[Dataset entries]
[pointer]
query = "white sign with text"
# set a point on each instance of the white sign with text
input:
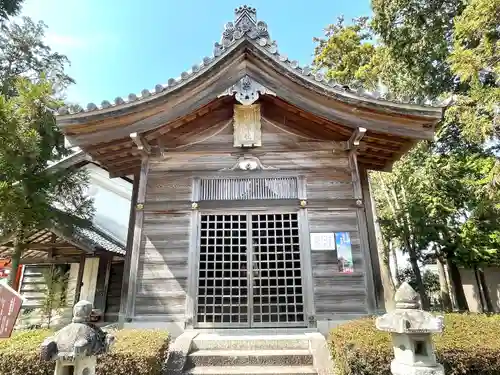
(322, 241)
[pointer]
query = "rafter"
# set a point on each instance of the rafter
(357, 135)
(141, 143)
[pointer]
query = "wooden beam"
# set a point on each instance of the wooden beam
(49, 245)
(356, 137)
(128, 252)
(136, 241)
(141, 143)
(363, 235)
(102, 282)
(371, 217)
(130, 168)
(55, 260)
(79, 278)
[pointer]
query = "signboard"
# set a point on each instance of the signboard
(322, 241)
(344, 252)
(10, 305)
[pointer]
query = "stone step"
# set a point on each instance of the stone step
(221, 357)
(249, 342)
(252, 370)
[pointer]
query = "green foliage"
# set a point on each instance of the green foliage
(429, 279)
(32, 197)
(56, 282)
(136, 352)
(344, 49)
(24, 53)
(469, 345)
(9, 8)
(442, 199)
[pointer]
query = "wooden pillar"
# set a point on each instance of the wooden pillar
(372, 237)
(129, 286)
(371, 299)
(102, 282)
(79, 278)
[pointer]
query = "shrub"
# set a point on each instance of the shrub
(135, 352)
(469, 345)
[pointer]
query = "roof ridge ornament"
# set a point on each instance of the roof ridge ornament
(245, 23)
(247, 91)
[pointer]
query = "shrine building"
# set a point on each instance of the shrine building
(251, 205)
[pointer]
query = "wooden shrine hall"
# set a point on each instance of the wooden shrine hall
(251, 203)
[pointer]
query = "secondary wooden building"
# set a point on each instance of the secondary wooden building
(251, 203)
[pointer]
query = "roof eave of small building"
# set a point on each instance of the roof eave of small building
(257, 38)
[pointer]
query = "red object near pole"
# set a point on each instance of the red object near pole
(10, 306)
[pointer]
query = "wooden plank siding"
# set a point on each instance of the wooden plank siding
(163, 261)
(163, 270)
(113, 294)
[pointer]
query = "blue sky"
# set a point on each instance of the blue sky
(118, 47)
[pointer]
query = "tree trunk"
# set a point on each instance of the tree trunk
(485, 290)
(418, 279)
(456, 281)
(396, 266)
(480, 290)
(14, 264)
(387, 282)
(443, 285)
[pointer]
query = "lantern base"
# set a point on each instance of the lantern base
(398, 368)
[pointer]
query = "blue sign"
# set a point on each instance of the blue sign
(344, 252)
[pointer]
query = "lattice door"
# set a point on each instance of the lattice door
(268, 296)
(277, 294)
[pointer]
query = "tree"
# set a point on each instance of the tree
(31, 196)
(23, 53)
(9, 8)
(423, 49)
(54, 293)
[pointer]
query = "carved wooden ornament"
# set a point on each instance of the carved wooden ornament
(247, 126)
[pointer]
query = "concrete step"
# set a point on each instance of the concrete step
(252, 370)
(250, 342)
(290, 357)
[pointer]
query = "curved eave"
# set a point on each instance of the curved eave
(246, 57)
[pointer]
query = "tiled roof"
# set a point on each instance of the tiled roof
(95, 239)
(246, 26)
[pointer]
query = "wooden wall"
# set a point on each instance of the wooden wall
(162, 278)
(114, 291)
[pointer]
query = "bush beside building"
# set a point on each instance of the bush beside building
(135, 352)
(470, 345)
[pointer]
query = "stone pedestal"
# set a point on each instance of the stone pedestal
(78, 366)
(411, 329)
(75, 347)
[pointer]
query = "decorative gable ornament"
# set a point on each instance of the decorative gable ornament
(246, 91)
(245, 24)
(247, 127)
(249, 163)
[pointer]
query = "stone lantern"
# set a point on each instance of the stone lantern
(411, 329)
(75, 347)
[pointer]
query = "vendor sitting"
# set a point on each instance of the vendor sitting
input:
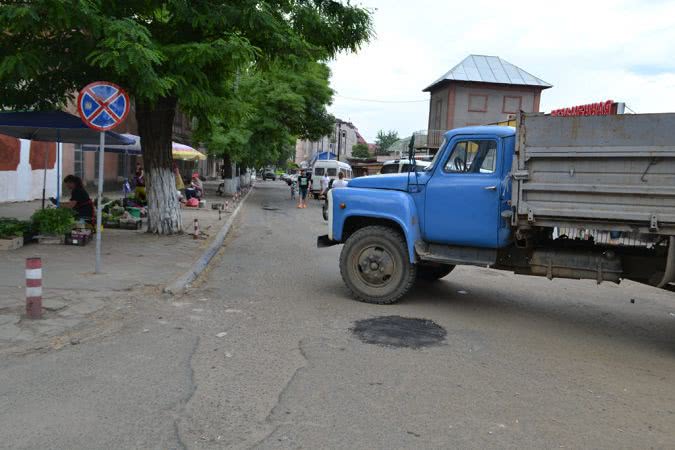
(79, 199)
(196, 188)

• _TASK ITEM_:
Copy every line where the word "vendor" is present in the entries above.

• _ANSWER TO THIS TASK_:
query = "vendor sitting"
# set a point on each instance of the vendor sitting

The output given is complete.